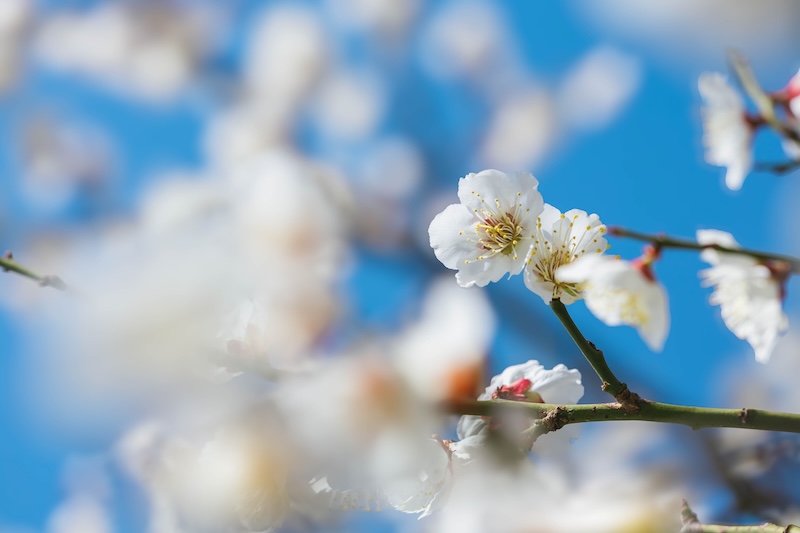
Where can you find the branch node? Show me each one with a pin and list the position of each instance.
(743, 414)
(53, 281)
(628, 401)
(555, 419)
(688, 516)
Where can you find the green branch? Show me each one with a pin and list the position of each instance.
(8, 264)
(691, 524)
(611, 384)
(763, 101)
(554, 416)
(664, 241)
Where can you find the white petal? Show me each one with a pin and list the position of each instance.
(449, 233)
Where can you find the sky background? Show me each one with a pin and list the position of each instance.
(600, 103)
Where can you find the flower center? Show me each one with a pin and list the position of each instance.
(499, 234)
(546, 266)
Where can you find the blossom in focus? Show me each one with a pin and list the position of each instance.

§ **TASK**: Express the lines from the one that contains "Where can you find the sky" through the last line of the material as a JSON list of strings, one string per line, leaving out blank lines.

§ **RESULT OF THE TASK**:
[
  "Where can you find the sky background? Show me each one with a pin and list the position of each instance.",
  "(600, 103)",
  "Where can you find the flower center? Show me each one with a pin and list the position of each instance.",
  "(499, 234)",
  "(546, 266)",
  "Where can you find the blossom in focus? Show me each one with a pin and list the position of each instance."
]